Using the data below, determine the number of lines that include the string "lamp". Write only that number.

►

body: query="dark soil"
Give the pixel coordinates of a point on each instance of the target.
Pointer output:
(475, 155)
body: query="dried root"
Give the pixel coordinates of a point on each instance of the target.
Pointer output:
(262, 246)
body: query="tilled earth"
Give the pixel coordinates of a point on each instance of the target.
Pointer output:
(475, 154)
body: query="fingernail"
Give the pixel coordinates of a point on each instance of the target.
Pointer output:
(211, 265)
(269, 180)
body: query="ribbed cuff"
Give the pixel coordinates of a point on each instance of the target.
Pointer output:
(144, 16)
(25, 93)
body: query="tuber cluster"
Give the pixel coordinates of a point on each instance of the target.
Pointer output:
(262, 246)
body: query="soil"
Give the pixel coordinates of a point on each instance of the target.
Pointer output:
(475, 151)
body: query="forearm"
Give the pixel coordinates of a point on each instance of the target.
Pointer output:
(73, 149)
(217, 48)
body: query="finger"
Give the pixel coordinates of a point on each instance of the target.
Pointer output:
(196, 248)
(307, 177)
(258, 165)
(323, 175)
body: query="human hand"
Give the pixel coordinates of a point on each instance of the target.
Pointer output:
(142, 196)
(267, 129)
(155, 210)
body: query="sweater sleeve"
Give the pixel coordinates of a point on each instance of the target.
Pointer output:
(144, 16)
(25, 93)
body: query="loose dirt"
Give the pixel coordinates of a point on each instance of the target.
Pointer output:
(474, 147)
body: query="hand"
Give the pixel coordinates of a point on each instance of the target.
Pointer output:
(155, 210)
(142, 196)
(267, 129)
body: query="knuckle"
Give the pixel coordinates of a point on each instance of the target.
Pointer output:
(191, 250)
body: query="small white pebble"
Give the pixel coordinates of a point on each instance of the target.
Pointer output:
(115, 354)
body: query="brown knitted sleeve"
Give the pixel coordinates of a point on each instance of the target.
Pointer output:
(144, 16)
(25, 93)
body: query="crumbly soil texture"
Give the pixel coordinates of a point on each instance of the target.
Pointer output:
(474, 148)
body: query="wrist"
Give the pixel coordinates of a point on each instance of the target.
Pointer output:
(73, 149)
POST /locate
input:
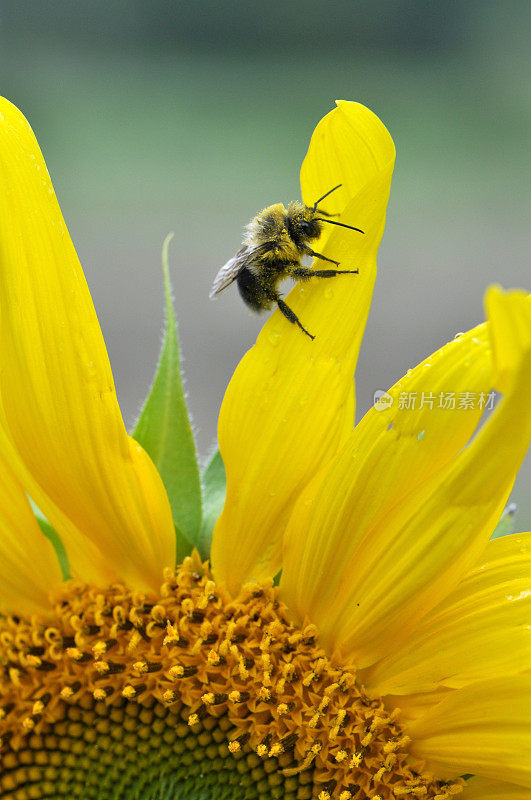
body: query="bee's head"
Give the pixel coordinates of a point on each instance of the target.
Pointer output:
(301, 223)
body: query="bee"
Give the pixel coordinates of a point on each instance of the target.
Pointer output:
(274, 244)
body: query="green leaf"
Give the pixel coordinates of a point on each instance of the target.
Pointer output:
(164, 431)
(214, 490)
(506, 525)
(51, 534)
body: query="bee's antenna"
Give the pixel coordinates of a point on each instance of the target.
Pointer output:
(341, 224)
(325, 195)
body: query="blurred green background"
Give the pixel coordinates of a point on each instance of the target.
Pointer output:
(156, 116)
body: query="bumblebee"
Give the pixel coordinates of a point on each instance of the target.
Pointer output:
(274, 244)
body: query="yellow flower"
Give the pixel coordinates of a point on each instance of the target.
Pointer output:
(392, 658)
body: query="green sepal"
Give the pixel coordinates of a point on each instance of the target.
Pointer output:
(506, 525)
(164, 431)
(51, 534)
(214, 490)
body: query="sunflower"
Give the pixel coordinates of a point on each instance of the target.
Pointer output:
(347, 631)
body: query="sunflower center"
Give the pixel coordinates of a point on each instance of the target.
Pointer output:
(190, 693)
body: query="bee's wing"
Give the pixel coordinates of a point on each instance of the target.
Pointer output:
(230, 271)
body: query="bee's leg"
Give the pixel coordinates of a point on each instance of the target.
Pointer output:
(304, 272)
(312, 253)
(291, 316)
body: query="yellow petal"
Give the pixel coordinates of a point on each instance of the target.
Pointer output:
(489, 612)
(486, 789)
(483, 729)
(29, 568)
(381, 538)
(290, 403)
(59, 403)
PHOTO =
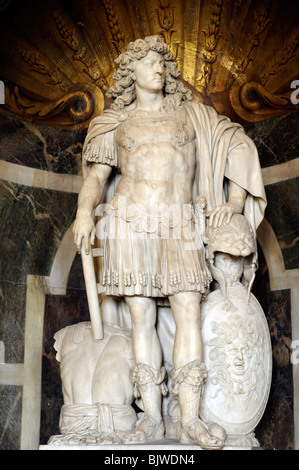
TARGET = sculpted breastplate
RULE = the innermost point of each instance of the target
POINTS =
(154, 127)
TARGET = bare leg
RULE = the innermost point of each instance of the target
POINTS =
(148, 374)
(189, 372)
(146, 345)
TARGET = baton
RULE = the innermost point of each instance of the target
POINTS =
(92, 293)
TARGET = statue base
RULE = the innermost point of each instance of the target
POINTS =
(168, 444)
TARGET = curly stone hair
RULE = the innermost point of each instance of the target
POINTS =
(123, 91)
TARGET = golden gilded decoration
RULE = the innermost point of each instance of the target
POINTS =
(241, 57)
(165, 15)
(36, 64)
(119, 39)
(261, 21)
(208, 55)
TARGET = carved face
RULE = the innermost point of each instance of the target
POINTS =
(238, 357)
(150, 72)
(236, 238)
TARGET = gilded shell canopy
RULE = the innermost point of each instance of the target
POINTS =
(57, 57)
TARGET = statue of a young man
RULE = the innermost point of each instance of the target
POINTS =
(169, 149)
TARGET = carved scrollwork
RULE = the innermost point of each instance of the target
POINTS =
(76, 106)
(165, 15)
(239, 57)
(208, 54)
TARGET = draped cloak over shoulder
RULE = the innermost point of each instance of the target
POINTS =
(224, 152)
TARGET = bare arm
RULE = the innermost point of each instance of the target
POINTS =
(235, 204)
(89, 197)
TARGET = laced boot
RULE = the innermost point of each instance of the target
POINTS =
(149, 385)
(187, 386)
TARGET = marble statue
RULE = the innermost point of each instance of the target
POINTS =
(170, 151)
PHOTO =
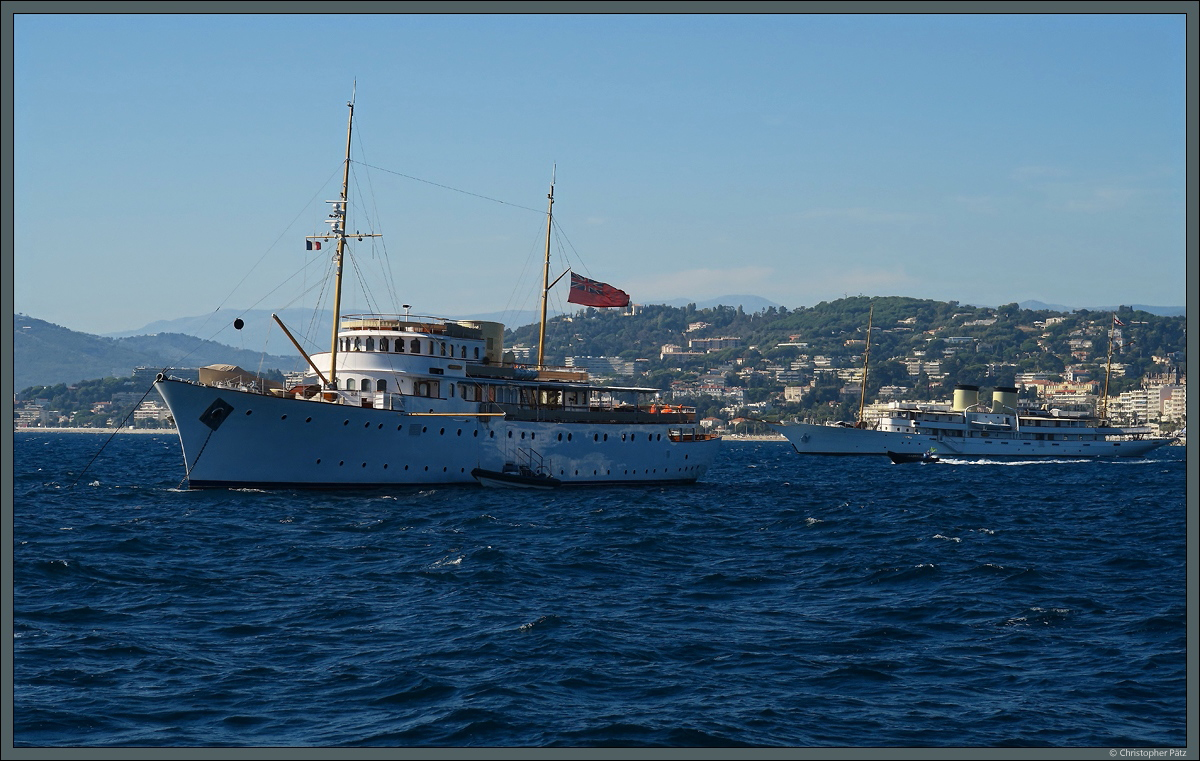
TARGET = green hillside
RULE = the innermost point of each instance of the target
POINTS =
(48, 354)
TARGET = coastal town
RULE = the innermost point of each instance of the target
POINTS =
(739, 370)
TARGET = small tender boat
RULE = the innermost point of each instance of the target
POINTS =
(516, 477)
(900, 457)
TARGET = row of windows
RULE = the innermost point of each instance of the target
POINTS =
(533, 435)
(414, 346)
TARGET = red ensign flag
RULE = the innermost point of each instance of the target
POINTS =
(594, 293)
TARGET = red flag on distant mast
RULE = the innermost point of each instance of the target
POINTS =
(594, 293)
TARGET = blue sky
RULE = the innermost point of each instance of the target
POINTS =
(166, 166)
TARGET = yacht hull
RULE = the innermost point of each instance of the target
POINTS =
(233, 438)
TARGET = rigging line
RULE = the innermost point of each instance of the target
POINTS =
(408, 177)
(371, 301)
(373, 223)
(269, 249)
(187, 471)
(516, 303)
(113, 433)
(303, 210)
(558, 229)
(214, 335)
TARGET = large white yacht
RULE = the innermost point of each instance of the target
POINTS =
(969, 427)
(402, 399)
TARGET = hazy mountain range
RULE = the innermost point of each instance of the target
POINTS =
(262, 334)
(46, 354)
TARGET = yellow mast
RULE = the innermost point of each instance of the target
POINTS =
(337, 232)
(339, 229)
(867, 357)
(1108, 370)
(545, 276)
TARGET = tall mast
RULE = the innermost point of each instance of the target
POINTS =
(545, 275)
(867, 357)
(339, 228)
(1108, 370)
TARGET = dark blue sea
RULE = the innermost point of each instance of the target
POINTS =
(785, 600)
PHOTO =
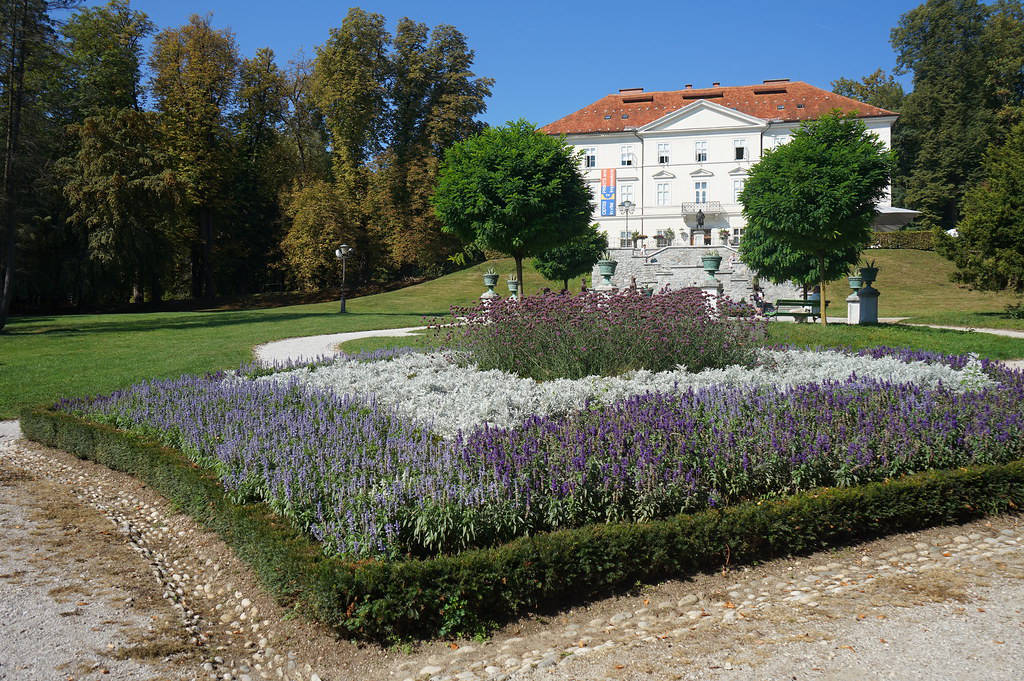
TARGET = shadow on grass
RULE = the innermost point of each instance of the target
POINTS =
(205, 321)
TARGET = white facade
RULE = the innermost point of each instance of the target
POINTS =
(690, 159)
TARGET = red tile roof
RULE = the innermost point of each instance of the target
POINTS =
(761, 100)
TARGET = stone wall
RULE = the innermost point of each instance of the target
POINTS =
(680, 266)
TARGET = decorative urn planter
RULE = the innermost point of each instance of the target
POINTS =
(606, 268)
(489, 281)
(711, 263)
(868, 274)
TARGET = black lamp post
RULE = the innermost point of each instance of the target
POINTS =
(343, 252)
(628, 207)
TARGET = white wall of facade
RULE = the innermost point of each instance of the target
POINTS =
(662, 187)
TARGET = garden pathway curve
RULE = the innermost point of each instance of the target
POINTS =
(311, 347)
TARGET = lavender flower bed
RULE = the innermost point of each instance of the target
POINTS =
(368, 481)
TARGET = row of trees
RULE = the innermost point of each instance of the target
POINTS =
(960, 134)
(219, 173)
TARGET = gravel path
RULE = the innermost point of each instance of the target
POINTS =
(311, 347)
(945, 603)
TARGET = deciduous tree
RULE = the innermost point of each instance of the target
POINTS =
(27, 39)
(573, 258)
(815, 196)
(195, 71)
(514, 189)
(989, 249)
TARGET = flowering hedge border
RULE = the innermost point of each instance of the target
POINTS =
(476, 590)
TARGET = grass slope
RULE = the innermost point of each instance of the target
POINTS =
(916, 285)
(43, 358)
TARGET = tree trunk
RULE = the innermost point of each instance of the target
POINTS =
(821, 289)
(15, 99)
(206, 240)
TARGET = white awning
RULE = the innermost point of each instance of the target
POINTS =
(888, 218)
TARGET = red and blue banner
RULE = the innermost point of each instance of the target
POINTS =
(607, 192)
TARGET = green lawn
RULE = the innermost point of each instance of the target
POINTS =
(43, 358)
(915, 284)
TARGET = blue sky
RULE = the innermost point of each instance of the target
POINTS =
(550, 58)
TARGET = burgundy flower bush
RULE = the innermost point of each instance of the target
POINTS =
(564, 336)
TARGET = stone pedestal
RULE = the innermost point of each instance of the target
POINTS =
(867, 311)
(712, 287)
(853, 308)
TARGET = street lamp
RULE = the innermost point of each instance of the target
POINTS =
(628, 207)
(342, 253)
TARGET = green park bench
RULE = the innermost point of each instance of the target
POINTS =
(797, 308)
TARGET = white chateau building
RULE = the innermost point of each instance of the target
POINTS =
(671, 165)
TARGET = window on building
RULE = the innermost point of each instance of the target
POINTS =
(700, 150)
(700, 192)
(740, 146)
(590, 157)
(664, 196)
(737, 187)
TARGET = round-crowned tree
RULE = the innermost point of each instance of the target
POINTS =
(810, 203)
(513, 189)
(576, 257)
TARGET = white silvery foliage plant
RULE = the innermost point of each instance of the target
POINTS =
(446, 397)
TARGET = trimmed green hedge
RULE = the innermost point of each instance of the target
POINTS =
(923, 240)
(475, 590)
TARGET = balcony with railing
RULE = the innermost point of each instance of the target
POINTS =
(709, 208)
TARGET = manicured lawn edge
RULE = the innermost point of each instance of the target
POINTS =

◄

§ **Your response**: 2